**The exercise**
Rewrite the records below, replacing each occurrence of "drop a single pin on each" with "mark each one with a single point" and keeping everything else unchanged.

§ §

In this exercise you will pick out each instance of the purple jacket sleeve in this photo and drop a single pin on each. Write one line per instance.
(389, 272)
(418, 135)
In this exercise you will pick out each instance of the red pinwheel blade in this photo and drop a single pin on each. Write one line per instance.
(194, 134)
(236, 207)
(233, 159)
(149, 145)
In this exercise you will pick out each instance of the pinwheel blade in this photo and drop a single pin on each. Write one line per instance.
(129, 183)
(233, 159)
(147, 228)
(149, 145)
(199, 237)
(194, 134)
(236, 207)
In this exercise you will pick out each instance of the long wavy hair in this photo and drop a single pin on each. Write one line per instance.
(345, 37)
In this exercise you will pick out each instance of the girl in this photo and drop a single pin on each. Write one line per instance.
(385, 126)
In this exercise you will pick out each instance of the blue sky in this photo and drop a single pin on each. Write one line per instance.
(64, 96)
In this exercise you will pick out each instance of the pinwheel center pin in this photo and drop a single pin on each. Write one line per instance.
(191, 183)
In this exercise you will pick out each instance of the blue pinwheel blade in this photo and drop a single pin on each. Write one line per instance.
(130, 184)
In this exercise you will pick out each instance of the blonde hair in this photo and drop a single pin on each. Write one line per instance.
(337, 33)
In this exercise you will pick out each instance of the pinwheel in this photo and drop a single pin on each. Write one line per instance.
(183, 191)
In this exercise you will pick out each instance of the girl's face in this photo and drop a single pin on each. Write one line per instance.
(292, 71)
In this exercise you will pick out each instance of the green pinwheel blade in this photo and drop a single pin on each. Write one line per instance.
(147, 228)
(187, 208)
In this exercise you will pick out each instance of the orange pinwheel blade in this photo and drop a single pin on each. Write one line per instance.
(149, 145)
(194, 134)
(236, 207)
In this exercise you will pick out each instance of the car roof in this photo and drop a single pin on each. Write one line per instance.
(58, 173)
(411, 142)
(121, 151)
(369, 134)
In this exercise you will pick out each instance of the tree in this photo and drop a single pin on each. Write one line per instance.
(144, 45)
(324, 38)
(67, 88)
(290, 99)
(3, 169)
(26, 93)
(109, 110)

§ §

**Correct output**
In this exercise you will pick out each instance of the purple jacket sleeve in this photo and mark each one with a single point. Write one line per instance.
(389, 272)
(418, 135)
In this exercise you will pick out each instance of the red pinwheel blade in this photo and mark each one with a single point. Write one line per instance.
(194, 134)
(236, 207)
(233, 159)
(149, 145)
In this exercise you will pick out each instance of the pinwheel blade in this photo and mark each one with a single point. Write one line per instance.
(129, 183)
(233, 159)
(147, 228)
(149, 145)
(199, 237)
(194, 134)
(236, 207)
In this exercise you will pick out each instance of the long wavy hair in this photo and mark each one with a single point. Write one line per instance.
(345, 37)
In this exercise you will pick out each instance of the girl in this photo and mark each one with a single point. Write one line per instance.
(385, 126)
In this exercise you will pick out each instance of the blue sky in this photo and mark each one with a single point. Write one line per instance.
(64, 96)
In this exercise you will pick out each instance of the pinwheel center pin in this photo and mark each one with a single point. Write one line per instance.
(191, 183)
In this exercise you will pick out each instance of the blue pinwheel blade in this photo and mark each one with a single point. Write one line per instance.
(130, 184)
In this exercise you will pick out each instance of the blonde hair in this photo and mark each one with a single point. Write one line per instance.
(337, 33)
In this exercise you will pick out each instance of the pinwheel in this photo and mark each one with a single point. Write one line per instance.
(183, 191)
In this exercise you will pick out each instance of the girl's face in this photo and mark each one with a single point. Write one line per instance.
(292, 71)
In this exercise you will pick out each instance of the green pinwheel blade in this photo and mark each one with a single point. Write one line per instance.
(147, 228)
(187, 208)
In this exercise you will pick out each instance of the orange pinwheel blade in this photo and mark each one with a single point. Write one line per instance.
(149, 145)
(194, 134)
(236, 207)
In this exercise you will pick out each instance of the car roof in this photo and mark each one with a single point. Write one line per instance.
(58, 173)
(411, 142)
(121, 151)
(369, 134)
In this exercise you will pick out each instance of the tree in this photo and mark each one with a single point. Write one line per instance.
(144, 45)
(324, 38)
(67, 88)
(290, 99)
(3, 169)
(26, 93)
(109, 110)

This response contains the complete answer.